### WRITTEN PROBLEM
Can you give these lines again with every "keypoint" changed to "marker" and nothing else altered?

■ ■ ■

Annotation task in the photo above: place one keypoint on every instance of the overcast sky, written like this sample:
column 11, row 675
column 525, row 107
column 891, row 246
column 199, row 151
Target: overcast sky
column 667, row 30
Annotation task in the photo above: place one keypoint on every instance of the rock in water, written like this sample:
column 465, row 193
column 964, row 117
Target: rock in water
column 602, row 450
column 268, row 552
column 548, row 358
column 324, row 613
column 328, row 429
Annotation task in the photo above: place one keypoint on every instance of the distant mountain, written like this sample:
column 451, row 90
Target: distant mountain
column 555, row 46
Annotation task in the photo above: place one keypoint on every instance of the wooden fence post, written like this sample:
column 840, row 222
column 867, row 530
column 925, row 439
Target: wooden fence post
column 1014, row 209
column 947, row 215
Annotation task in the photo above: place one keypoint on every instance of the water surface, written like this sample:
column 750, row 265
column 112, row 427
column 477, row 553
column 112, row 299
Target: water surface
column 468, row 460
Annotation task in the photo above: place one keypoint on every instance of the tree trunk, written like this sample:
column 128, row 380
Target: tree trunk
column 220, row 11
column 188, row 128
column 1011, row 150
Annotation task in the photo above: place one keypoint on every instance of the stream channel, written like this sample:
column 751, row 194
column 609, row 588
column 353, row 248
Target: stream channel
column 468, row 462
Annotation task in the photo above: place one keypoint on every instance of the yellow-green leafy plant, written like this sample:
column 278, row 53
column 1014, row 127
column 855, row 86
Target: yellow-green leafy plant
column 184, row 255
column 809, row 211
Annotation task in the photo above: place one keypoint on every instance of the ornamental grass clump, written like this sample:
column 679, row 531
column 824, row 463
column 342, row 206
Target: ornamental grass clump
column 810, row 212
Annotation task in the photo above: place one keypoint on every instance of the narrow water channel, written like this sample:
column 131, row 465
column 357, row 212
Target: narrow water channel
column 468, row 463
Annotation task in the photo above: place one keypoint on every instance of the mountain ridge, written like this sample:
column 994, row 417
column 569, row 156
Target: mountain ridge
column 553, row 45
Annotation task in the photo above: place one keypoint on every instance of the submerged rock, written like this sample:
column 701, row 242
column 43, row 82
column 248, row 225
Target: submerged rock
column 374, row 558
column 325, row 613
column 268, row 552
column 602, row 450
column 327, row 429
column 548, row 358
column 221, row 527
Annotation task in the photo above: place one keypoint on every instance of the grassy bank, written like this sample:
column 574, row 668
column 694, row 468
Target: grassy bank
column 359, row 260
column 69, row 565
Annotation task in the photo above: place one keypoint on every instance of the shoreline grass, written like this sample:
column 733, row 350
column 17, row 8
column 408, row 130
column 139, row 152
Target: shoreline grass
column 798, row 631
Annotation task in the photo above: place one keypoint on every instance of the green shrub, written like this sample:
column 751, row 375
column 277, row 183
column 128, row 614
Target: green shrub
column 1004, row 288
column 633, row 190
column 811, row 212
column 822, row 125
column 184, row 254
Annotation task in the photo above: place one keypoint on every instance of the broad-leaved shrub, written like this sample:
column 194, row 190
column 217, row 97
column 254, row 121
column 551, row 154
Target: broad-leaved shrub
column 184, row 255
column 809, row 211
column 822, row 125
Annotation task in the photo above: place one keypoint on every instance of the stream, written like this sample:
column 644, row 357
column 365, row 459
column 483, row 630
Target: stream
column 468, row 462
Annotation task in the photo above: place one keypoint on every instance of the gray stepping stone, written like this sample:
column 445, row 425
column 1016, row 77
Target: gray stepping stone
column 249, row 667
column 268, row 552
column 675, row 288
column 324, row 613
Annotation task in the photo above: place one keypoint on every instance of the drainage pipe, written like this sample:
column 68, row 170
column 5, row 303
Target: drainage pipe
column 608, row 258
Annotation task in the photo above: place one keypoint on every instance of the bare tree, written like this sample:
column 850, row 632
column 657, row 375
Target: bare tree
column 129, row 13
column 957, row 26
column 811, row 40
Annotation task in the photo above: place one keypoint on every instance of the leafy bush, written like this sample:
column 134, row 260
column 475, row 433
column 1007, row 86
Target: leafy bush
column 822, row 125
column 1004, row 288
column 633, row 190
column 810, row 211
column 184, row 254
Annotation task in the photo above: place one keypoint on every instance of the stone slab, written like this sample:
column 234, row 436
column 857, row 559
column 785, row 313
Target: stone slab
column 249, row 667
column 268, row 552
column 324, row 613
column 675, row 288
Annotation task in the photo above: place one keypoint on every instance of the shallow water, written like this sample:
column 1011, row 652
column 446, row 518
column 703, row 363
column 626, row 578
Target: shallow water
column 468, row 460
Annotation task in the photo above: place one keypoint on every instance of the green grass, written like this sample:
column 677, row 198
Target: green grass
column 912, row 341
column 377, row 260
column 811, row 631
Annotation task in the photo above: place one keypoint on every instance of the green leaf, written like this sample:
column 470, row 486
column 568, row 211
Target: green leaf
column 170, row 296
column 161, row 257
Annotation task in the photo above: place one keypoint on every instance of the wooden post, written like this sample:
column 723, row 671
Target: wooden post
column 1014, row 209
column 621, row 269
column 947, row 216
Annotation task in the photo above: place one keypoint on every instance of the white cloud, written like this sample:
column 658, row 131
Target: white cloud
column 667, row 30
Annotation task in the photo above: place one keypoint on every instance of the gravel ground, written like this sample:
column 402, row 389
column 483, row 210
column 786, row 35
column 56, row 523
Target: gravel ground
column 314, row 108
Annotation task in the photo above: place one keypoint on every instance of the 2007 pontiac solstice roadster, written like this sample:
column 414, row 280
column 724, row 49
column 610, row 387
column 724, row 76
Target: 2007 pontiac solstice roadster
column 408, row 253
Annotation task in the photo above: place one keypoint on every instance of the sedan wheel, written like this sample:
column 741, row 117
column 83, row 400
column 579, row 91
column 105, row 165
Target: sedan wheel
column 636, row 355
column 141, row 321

■ ■ ■

### WORKED SOLUTION
Annotation task in the photo above: place one marker on every instance of the overcast sky, written like this sample:
column 11, row 675
column 525, row 107
column 891, row 246
column 199, row 151
Target: overcast sky
column 667, row 30
Annotation task in the photo above: place one marker on every instance of the rock in water, written like this sample:
column 465, row 193
column 964, row 117
Target: rock in water
column 602, row 450
column 268, row 552
column 548, row 358
column 324, row 613
column 328, row 429
Annotation task in the photo above: place one marker on every instance of the distant mountain, written like this sample:
column 451, row 90
Target: distant mountain
column 555, row 46
Annotation task in the photo above: place one marker on every instance of the wooden fence post, written like this sample:
column 840, row 222
column 867, row 530
column 925, row 439
Target: wooden fence post
column 1014, row 209
column 947, row 215
Annotation task in the photo above: place one marker on every instance of the water surface, written like this sample:
column 750, row 265
column 112, row 427
column 477, row 553
column 112, row 299
Target: water surface
column 468, row 460
Annotation task in the photo above: place one marker on every instance of the tree trunk, written like this sample:
column 128, row 380
Target: tree trunk
column 220, row 11
column 188, row 128
column 1011, row 150
Annotation task in the photo above: place one marker on every instance of the stream channel, written like this sample:
column 751, row 194
column 609, row 588
column 353, row 248
Target: stream channel
column 468, row 462
Annotation task in the photo above: place one marker on every instance of the yellow-green leafy plant, written like this sample:
column 278, row 53
column 1014, row 127
column 855, row 86
Target: yellow-green leafy plant
column 184, row 255
column 809, row 211
Annotation task in the photo above: place one marker on every instance of the ornamental grass clump, written like this sample:
column 679, row 531
column 824, row 463
column 342, row 206
Target: ornamental grass clump
column 810, row 212
Annotation task in the photo above: place one marker on every instance of the narrow water channel, written like this sample:
column 131, row 465
column 357, row 212
Target: narrow water channel
column 468, row 463
Annotation task in the photo above: place one marker on every instance of the mountain ridge, written like this sample:
column 994, row 417
column 569, row 156
Target: mountain ridge
column 553, row 45
Annotation task in the photo above: place one marker on every instance of the submerged rock, written like this sample:
column 701, row 242
column 43, row 82
column 248, row 225
Target: submerged rock
column 374, row 558
column 325, row 613
column 268, row 552
column 602, row 450
column 327, row 429
column 548, row 358
column 221, row 527
Annotation task in the photo above: place one marker on every instance of the grassy bank, written like this sample:
column 574, row 668
column 694, row 468
Target: grassy bank
column 359, row 260
column 69, row 565
Annotation task in the photo above: place one marker on every instance of the shoreline grass, written like this sample:
column 733, row 350
column 17, row 8
column 408, row 130
column 139, row 152
Target: shoreline grass
column 798, row 631
Annotation task in the photo above: place one marker on every instance of the green shrub, written like this sample:
column 751, row 375
column 277, row 183
column 128, row 614
Target: green shrub
column 1004, row 288
column 633, row 190
column 811, row 212
column 822, row 125
column 184, row 254
Annotation task in the photo above: place one marker on every instance of the broad-leaved shrub, written like this sample:
column 194, row 190
column 217, row 97
column 254, row 121
column 551, row 154
Target: broad-leaved shrub
column 184, row 255
column 809, row 211
column 822, row 125
Annotation task in the photo above: place one marker on every instance of the stream, written like this sample:
column 644, row 357
column 365, row 459
column 483, row 630
Target: stream
column 468, row 462
Annotation task in the photo above: place one marker on every instance of the gray stepping stone, written like this sample:
column 445, row 425
column 1016, row 77
Target: gray stepping stone
column 249, row 667
column 268, row 552
column 675, row 288
column 324, row 613
Annotation task in the photo above: place one marker on every instance of the drainage pipe, written like this sample:
column 68, row 170
column 5, row 303
Target: drainage pipe
column 608, row 258
Annotation task in the photo above: place one marker on every instance of the bare tree, written like this sample:
column 850, row 632
column 657, row 375
Target: bare tree
column 129, row 13
column 957, row 26
column 811, row 40
Annotation task in the photo above: place one marker on every instance of the leafy bush, written like this sample:
column 134, row 260
column 475, row 433
column 1007, row 86
Target: leafy bush
column 822, row 125
column 1004, row 288
column 633, row 190
column 810, row 211
column 184, row 254
Annotation task in the photo above: place one marker on every instance of the stone slab, written like this sample:
column 234, row 436
column 857, row 559
column 785, row 313
Target: stone slab
column 249, row 667
column 268, row 552
column 324, row 613
column 675, row 288
Annotation task in the photo above: place one marker on every instance of the shallow water, written like this sample:
column 1011, row 652
column 446, row 518
column 703, row 363
column 626, row 578
Target: shallow water
column 468, row 460
Annotation task in the photo above: place one marker on every instance of the green grass, written like this sample:
column 677, row 198
Target: green grass
column 912, row 341
column 377, row 260
column 811, row 631
Annotation task in the photo above: place one marker on every instance of the green leaf, written like this sample:
column 470, row 486
column 568, row 211
Target: green leaf
column 170, row 296
column 161, row 257
Annotation task in the photo above: place one marker on every instance of the wooden post, written like this sample:
column 723, row 671
Target: wooden post
column 1014, row 209
column 621, row 269
column 947, row 216
Annotation task in the photo above: place one marker on every instance of the white cloud, written like this sample:
column 658, row 131
Target: white cloud
column 667, row 30
Annotation task in the photo above: place one marker on every instance of the gravel ground, written like this sample:
column 402, row 389
column 483, row 210
column 786, row 35
column 56, row 523
Target: gravel ground
column 314, row 108
Annotation task in the photo above: place one marker on every instance of the 2007 pontiac solstice roadster, written like this sample:
column 414, row 280
column 724, row 49
column 610, row 387
column 724, row 76
Target: 2007 pontiac solstice roadster
column 408, row 253
Annotation task in the photo above: place one marker on every instance of the sedan wheel, written like this sample:
column 741, row 117
column 83, row 400
column 579, row 91
column 105, row 165
Target: sedan wheel
column 636, row 355
column 141, row 321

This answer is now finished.